ACTIVITIES:
1 - List every quotation in the trailer park news report that is attributed to Dr. Marlene Spruyt.
2 - Transcribe the trailer park news report, everything from "The local health" down to "Dr. Spruyt said.".
3 - Go on with the trailer park news report from the point where it stops.

QUOTED PASSAGE:
Dozens of families who live in a northern Ontario trailer park could be left homeless because of raw sewage bubbling up from the ground.

The local health authority in Algoma District has ordered River Valley Park near Sault Ste. Marie to close as of Sept. 1, citing a recommendation from the Ontario Ministry of Environment and Climate Change.

The owner of the park plans to appeal the decision.

Dr. Marlene Spruyt, Medical Officer of Health with Algoma Public Health, says that the owner of the park was asked to make repairs “to ensure that sewage is not seeping up to the ground” and “failed to deliver.”

“We have to protect the health of the public because there's raw sewage seeping out to the soil level,” Dr. Spruyt said.

Dr. Spruyt said the health authority wants to see “an approved plan in place … to pump the septic system in the interim until the new system is put in place.”

Park resident Anna Abbott says that “everyone is on pins and needles,” not knowing “where they’re going or what’s happening.”

[Segmentation mask data]
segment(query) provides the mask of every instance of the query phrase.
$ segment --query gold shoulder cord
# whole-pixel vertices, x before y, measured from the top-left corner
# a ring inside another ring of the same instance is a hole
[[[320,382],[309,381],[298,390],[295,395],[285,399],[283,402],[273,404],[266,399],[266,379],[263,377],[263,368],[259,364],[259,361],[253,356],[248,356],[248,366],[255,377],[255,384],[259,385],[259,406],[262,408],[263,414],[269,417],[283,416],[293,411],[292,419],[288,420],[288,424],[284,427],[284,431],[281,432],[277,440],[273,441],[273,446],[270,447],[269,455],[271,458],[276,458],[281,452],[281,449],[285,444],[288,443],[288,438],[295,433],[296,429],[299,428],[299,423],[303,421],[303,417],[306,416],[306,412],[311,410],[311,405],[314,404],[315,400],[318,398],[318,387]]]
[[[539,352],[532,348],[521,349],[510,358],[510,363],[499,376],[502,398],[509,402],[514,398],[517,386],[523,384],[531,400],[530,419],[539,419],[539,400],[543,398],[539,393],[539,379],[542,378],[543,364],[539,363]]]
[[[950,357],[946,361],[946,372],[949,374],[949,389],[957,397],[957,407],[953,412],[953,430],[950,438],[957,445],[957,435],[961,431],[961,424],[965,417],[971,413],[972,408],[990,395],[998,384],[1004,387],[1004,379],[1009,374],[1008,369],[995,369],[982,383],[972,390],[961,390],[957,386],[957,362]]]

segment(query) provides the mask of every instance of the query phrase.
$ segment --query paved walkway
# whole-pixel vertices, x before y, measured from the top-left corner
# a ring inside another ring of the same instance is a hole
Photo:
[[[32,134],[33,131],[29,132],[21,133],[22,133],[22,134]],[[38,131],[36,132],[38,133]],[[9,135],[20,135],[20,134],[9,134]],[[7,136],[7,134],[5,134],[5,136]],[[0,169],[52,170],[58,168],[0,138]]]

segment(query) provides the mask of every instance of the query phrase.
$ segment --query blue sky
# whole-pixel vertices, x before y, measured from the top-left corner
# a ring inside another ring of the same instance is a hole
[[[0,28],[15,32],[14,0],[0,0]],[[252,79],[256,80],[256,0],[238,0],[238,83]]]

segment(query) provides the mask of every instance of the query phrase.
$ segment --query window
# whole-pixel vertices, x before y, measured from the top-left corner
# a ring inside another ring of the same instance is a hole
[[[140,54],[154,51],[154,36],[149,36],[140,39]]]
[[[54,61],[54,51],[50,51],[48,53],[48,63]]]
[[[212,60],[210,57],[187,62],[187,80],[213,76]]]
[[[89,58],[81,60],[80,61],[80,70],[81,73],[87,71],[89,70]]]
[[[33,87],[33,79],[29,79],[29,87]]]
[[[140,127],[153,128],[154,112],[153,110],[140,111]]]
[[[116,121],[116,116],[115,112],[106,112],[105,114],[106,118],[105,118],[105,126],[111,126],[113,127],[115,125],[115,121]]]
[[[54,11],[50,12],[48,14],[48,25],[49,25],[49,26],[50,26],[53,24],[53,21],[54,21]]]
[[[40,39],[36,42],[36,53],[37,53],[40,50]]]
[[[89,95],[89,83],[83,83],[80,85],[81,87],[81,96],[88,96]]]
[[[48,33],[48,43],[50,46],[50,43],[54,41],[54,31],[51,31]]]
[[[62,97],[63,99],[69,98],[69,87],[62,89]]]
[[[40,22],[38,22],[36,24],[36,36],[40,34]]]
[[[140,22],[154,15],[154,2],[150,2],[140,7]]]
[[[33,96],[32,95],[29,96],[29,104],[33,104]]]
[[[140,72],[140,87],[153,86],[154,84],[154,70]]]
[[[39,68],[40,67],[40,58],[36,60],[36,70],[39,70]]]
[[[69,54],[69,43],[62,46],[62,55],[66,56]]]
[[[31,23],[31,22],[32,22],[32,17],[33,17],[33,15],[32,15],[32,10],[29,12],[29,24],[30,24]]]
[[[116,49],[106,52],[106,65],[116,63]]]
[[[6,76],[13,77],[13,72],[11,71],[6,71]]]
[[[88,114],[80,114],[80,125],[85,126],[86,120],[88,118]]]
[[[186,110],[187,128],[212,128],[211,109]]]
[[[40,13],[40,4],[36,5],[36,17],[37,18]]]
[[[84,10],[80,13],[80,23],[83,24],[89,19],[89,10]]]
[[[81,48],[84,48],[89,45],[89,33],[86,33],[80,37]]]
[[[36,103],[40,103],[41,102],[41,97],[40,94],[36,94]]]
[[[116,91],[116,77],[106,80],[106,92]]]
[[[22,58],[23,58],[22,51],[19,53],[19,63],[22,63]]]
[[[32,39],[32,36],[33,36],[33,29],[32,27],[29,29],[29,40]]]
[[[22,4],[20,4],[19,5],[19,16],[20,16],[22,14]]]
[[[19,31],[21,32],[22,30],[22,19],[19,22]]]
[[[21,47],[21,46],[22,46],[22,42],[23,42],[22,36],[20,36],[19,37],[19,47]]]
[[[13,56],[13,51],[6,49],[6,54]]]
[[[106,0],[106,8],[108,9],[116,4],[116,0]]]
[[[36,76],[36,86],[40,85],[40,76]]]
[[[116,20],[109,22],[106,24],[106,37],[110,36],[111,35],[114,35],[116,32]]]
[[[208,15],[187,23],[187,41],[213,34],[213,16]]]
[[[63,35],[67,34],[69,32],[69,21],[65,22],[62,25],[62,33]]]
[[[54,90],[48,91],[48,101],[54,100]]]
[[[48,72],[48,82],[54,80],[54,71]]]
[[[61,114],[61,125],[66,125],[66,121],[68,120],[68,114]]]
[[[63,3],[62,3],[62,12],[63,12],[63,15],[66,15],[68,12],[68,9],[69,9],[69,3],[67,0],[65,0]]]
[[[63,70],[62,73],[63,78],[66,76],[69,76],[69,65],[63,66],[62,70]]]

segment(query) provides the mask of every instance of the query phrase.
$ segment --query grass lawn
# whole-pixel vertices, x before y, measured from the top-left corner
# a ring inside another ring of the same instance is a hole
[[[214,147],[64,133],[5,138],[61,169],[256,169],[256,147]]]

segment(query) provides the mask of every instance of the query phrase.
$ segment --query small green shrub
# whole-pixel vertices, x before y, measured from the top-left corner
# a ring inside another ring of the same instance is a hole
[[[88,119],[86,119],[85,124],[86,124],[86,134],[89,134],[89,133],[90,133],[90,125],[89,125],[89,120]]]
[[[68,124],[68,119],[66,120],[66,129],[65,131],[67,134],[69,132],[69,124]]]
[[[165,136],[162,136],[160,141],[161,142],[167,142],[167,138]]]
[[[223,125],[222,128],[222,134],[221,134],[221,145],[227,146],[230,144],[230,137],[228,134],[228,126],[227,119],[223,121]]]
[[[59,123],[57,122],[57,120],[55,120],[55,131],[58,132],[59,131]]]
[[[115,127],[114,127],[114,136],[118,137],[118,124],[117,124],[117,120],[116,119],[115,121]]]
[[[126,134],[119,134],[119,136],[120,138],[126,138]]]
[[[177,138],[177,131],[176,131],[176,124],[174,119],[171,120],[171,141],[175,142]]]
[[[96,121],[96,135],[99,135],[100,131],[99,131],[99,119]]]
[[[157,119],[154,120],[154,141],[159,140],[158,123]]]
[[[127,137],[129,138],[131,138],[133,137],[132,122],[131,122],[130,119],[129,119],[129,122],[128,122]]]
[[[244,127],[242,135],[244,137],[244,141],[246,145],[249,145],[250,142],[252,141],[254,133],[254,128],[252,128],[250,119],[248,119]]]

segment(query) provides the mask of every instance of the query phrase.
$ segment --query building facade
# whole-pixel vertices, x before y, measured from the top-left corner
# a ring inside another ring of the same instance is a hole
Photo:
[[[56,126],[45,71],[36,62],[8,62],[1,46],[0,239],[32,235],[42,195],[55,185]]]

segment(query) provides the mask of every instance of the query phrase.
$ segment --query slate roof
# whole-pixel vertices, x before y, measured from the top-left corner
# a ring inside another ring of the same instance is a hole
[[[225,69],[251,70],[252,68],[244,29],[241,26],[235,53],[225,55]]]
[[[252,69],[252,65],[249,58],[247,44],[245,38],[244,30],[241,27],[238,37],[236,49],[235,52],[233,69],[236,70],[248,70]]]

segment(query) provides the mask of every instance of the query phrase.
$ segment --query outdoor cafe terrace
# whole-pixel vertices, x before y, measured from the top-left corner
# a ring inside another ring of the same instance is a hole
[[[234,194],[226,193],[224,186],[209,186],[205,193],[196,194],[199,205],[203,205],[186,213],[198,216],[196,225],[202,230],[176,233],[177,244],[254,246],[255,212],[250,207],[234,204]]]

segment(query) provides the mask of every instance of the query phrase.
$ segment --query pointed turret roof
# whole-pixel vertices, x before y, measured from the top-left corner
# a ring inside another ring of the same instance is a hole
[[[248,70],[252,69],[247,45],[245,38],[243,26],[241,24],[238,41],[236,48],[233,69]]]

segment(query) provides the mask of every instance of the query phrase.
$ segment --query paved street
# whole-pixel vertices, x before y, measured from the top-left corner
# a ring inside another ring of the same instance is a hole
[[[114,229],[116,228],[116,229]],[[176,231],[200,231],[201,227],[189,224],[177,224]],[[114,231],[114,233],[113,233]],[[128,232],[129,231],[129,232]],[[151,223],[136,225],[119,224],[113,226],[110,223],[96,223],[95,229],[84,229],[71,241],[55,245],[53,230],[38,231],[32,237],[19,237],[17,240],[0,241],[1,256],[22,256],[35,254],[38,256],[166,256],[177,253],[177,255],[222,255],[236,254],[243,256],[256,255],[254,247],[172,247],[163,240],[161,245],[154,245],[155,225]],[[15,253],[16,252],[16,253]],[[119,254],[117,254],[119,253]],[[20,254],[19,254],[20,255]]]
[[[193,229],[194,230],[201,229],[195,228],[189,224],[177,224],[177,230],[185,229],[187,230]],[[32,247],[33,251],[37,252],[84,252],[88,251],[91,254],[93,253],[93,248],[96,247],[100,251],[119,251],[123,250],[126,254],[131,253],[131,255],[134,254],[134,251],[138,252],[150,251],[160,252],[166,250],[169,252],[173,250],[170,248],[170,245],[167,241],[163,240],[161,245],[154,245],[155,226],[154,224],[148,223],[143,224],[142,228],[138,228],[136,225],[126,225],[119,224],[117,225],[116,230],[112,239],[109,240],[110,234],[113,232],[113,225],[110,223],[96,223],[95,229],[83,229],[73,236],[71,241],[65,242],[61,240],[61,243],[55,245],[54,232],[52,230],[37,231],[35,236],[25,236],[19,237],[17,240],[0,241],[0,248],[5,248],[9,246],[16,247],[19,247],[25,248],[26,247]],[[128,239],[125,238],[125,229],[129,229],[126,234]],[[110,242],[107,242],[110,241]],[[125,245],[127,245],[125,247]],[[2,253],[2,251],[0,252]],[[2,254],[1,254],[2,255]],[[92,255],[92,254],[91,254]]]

ANSWERS BY ITEM NUMBER:
1 -
- "to ensure that sewage is not seeping up to the ground"
- "failed to deliver."
- "We have to protect the health of the public because there's raw sewage seeping out to the soil level,"
- "an approved plan in place … to pump the septic system in the interim until the new system is put in place."

2 -
The local health authority in Algoma District has ordered River Valley Park near Sault Ste. Marie to close as of Sept. 1, citing a recommendation from the Ontario Ministry of Environment and Climate Change.

The owner of the park plans to appeal the decision.

Dr. Marlene Spruyt, Medical Officer of Health with Algoma Public Health, says that the owner of the park was asked to make repairs “to ensure that sewage is not seeping up to the ground” and “failed to deliver.”

“We have to protect the health of the public because there's raw sewage seeping out to the soil level,” Dr. Spruyt said.

3 -
James Sloan, who moved in recently, said he has never seen the sewage and that the news about the planned closure has left “everybody stressed.”

“We’re all in limbo,” he said. “The neighbourhood feels that we’re all pawns in this game of this power struggle between (Algoma Public Health) and the owners.”

The owner of the park did not return calls from CTV Northern Ontario requesting an interview.

One resident, who did not want to be identified, said she has lived at the park for 30 years and can’t afford to move. She said she plans to stay regardless of any order.